___ RECORD EXTRACTS ___
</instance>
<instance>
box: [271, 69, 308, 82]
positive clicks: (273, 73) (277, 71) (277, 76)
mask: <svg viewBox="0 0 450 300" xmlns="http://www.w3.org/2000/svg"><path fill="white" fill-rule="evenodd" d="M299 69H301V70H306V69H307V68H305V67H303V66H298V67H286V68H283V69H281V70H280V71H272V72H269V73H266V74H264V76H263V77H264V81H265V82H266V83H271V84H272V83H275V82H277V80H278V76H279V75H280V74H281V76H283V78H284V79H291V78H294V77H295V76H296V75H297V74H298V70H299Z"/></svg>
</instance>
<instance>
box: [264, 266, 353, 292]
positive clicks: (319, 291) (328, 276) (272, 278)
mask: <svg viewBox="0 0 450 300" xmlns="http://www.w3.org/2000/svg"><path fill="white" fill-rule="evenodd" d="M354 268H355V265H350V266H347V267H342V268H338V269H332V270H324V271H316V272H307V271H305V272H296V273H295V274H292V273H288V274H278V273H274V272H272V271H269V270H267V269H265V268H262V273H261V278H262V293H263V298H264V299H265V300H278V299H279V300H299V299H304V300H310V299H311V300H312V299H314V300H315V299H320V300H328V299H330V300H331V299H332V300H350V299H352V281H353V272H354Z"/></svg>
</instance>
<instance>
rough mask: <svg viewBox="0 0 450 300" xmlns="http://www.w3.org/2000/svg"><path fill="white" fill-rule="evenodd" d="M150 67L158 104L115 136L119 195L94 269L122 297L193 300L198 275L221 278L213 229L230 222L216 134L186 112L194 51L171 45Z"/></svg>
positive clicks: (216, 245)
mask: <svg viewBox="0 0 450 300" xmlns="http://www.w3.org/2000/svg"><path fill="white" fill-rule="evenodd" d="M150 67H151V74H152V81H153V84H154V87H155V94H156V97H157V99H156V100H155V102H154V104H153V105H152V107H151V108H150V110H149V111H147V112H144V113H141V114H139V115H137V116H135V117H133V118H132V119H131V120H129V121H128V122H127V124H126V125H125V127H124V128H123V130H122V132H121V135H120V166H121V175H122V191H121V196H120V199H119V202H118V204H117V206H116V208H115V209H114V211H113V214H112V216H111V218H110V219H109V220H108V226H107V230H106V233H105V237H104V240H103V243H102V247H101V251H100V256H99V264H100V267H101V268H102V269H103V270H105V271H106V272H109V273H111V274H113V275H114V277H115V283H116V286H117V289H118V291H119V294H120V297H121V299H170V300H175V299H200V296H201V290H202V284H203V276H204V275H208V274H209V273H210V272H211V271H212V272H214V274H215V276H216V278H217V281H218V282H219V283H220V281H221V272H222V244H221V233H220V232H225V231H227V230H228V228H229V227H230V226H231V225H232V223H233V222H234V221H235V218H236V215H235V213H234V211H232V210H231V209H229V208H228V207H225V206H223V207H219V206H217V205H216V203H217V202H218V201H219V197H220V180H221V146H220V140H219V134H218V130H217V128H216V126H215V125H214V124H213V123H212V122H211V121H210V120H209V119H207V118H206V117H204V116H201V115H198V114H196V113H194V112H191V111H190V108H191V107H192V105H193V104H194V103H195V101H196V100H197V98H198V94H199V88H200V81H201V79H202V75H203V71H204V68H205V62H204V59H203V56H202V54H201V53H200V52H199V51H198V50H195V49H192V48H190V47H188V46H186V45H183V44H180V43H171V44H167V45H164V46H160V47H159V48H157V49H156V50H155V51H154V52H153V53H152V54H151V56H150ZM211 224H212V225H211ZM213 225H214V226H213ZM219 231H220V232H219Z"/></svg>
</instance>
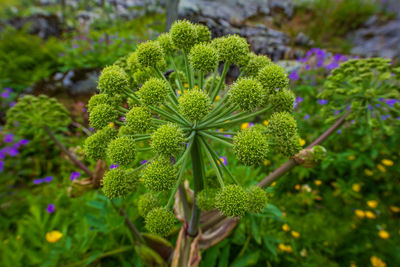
___
WHAT THE TASK ASKS → Set down again, word for word, the stretch of records from the line with "box: [271, 69, 308, 82]" to the line with "box: [264, 266, 353, 292]", both of those lines included.

EXERCISE OUTPUT →
box: [271, 69, 308, 82]
positive clicks: (273, 73) (277, 71) (277, 76)
mask: <svg viewBox="0 0 450 300" xmlns="http://www.w3.org/2000/svg"><path fill="white" fill-rule="evenodd" d="M299 69H301V70H306V69H307V68H305V67H303V66H298V67H286V68H283V69H281V70H280V71H272V72H269V73H266V74H264V76H263V77H264V81H265V82H266V83H271V84H272V83H275V82H277V80H278V76H279V75H280V74H281V76H283V78H284V79H291V78H294V77H295V76H296V75H297V74H298V70H299Z"/></svg>
</instance>
<instance>
box: [264, 266, 353, 292]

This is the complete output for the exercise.